BEGIN

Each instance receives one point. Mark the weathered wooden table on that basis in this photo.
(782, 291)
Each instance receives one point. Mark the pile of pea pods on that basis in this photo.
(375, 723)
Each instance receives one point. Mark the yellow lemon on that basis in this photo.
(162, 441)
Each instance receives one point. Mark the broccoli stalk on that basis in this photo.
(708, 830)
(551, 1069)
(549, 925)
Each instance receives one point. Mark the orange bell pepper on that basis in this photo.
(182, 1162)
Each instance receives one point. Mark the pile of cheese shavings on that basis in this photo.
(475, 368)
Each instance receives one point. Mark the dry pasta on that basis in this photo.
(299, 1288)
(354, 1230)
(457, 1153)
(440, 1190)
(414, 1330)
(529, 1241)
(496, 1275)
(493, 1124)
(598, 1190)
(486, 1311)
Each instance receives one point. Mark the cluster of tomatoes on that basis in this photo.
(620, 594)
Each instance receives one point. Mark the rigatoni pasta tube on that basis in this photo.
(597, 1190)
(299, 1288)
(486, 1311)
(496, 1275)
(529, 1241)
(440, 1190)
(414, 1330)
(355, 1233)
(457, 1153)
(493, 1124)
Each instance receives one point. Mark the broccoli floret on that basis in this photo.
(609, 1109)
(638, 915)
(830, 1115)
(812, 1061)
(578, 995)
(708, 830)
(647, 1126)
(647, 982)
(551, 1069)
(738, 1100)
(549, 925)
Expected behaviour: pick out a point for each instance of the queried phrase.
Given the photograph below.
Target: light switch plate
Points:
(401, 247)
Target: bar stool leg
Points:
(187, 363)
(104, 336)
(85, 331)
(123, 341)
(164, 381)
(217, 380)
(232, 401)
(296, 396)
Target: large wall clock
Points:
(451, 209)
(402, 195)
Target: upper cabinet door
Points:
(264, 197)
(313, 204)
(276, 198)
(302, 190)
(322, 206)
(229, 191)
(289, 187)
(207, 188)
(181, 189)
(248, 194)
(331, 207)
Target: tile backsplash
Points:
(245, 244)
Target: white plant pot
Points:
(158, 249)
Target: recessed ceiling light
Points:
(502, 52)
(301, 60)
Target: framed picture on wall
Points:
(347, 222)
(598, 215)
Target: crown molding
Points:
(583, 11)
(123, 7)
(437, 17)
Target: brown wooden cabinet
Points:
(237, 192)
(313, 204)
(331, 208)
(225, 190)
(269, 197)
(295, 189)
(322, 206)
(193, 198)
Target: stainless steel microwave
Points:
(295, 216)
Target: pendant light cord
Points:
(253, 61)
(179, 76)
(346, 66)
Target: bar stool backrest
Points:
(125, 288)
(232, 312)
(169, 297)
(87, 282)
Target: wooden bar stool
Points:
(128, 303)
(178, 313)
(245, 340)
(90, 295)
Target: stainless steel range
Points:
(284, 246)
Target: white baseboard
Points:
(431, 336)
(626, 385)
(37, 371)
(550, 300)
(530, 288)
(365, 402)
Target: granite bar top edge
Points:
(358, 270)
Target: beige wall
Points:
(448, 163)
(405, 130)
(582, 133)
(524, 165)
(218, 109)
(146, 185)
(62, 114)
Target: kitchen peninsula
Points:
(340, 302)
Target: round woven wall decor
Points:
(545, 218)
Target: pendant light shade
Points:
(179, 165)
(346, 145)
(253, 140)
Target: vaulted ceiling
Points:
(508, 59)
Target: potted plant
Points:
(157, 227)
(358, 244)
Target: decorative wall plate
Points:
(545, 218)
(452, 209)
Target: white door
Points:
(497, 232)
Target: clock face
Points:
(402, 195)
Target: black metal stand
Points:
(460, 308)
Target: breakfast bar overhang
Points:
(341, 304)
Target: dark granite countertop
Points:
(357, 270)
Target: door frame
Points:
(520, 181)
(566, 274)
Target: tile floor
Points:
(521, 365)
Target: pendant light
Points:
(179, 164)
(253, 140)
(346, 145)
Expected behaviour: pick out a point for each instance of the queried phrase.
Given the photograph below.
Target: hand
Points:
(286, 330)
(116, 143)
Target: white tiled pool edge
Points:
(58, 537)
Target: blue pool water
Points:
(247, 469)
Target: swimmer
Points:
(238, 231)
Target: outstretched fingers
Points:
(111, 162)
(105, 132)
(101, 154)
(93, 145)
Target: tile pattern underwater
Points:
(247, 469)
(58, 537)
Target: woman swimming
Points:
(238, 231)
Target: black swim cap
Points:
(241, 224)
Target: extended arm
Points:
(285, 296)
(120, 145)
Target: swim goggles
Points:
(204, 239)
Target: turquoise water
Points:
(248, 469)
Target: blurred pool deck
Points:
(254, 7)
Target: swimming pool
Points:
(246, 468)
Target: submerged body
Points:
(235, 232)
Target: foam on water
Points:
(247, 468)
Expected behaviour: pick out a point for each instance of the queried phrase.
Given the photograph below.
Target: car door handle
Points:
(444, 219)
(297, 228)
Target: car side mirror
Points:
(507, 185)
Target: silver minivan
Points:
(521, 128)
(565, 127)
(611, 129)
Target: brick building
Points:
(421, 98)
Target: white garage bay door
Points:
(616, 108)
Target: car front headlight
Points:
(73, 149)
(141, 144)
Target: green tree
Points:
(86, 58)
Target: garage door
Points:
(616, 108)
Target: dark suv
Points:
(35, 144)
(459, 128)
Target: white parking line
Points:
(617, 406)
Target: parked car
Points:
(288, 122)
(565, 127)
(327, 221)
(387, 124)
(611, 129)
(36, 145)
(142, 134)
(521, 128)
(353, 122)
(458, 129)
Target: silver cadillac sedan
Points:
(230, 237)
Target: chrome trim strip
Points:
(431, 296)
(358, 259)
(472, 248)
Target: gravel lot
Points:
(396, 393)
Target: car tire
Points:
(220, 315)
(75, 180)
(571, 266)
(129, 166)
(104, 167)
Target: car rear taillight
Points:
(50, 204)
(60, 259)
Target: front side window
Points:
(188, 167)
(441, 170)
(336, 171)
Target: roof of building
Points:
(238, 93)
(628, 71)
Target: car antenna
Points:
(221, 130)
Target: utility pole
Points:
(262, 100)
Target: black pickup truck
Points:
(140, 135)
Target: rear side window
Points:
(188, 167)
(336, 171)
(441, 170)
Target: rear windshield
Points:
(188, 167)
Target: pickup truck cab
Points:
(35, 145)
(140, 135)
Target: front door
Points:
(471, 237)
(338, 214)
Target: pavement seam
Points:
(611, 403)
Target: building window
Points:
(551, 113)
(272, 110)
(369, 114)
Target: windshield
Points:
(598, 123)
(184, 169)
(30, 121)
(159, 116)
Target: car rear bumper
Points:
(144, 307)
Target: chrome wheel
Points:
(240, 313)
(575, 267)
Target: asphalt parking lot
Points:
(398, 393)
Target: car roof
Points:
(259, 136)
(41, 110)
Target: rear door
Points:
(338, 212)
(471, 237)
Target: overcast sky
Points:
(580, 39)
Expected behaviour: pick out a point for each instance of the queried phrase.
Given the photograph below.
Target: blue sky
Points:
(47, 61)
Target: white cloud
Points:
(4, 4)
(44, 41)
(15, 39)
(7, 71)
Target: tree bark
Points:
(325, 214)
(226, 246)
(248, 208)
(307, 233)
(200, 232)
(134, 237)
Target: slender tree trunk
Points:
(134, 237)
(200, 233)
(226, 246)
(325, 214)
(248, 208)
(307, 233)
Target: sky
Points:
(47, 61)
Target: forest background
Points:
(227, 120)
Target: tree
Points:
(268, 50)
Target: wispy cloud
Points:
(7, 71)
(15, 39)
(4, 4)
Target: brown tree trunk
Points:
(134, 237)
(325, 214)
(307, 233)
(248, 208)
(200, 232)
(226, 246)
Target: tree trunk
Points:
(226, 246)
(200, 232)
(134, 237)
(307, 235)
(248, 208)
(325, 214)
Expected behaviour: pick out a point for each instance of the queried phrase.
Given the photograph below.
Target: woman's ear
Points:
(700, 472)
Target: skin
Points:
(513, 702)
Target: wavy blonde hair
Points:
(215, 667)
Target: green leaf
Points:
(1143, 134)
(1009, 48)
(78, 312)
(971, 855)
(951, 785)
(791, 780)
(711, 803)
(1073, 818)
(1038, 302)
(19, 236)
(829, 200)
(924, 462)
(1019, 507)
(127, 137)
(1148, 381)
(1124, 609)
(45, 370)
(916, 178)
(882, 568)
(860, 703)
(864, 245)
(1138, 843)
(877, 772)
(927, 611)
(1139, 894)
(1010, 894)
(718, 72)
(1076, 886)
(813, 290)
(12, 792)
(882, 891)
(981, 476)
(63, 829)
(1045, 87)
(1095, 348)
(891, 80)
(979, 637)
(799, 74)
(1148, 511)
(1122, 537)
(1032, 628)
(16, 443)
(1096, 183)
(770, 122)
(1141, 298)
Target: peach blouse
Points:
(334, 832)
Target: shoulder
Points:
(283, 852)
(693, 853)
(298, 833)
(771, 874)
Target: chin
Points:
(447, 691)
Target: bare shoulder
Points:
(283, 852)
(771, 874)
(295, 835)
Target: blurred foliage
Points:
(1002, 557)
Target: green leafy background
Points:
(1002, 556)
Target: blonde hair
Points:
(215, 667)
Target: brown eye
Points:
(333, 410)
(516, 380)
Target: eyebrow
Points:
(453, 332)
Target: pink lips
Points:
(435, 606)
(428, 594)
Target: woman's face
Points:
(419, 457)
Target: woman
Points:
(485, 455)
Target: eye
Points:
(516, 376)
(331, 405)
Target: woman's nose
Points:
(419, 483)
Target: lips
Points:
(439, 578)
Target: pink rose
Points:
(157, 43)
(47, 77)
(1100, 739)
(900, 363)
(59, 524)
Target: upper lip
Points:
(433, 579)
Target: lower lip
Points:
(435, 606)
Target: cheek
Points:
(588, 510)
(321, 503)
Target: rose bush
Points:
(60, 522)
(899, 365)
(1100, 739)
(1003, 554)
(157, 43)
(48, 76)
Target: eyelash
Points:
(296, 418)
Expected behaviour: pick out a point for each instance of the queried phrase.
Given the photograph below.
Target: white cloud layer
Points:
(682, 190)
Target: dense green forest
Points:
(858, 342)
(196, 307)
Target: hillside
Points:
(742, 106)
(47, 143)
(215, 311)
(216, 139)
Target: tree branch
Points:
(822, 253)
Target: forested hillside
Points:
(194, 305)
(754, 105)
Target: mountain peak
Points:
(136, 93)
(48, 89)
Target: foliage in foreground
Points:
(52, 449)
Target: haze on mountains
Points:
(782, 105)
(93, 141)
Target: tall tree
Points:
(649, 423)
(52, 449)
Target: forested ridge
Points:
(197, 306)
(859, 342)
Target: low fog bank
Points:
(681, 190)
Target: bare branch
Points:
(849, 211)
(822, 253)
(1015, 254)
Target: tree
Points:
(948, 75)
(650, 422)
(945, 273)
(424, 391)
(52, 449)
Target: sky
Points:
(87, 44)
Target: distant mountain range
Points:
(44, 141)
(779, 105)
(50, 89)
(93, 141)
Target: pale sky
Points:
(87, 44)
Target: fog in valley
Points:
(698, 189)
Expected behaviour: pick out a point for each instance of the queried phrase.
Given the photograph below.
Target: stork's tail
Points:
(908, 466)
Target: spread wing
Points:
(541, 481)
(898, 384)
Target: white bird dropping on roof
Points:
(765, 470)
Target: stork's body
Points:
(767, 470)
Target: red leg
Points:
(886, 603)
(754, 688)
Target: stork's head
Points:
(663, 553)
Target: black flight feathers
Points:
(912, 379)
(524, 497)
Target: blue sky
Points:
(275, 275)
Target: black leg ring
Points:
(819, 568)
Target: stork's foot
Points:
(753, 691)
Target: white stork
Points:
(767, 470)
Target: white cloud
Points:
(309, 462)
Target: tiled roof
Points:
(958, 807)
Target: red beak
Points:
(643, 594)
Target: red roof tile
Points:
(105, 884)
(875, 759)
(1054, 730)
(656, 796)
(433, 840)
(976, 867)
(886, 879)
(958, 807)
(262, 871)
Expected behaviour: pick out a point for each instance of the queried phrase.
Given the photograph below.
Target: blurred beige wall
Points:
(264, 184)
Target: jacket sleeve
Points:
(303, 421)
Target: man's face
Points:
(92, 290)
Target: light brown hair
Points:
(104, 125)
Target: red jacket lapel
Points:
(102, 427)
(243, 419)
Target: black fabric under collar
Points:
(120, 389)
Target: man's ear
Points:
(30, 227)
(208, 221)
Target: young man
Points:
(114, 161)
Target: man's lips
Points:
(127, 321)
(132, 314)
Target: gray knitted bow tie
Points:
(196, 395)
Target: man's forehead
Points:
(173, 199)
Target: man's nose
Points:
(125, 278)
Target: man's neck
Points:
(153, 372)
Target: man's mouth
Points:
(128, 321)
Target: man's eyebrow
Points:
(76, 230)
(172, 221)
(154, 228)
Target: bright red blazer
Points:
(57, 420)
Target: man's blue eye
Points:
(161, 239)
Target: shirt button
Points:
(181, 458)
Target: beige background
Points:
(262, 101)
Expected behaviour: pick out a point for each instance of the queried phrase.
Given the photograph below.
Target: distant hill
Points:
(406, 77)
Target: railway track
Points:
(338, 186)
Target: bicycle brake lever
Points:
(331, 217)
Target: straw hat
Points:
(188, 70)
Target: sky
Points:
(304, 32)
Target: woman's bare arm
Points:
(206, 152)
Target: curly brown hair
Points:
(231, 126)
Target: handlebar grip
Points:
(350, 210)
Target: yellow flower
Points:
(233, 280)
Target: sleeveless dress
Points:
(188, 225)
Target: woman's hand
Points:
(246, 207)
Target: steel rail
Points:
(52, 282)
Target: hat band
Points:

END

_TASK TO COMPLETE_. Where a line of the records above holds the word "steel", copy that line.

_SOLUTION TO THE PROBLEM_.
Target: stainless steel microwave
Target: stainless steel range
Target: steel rail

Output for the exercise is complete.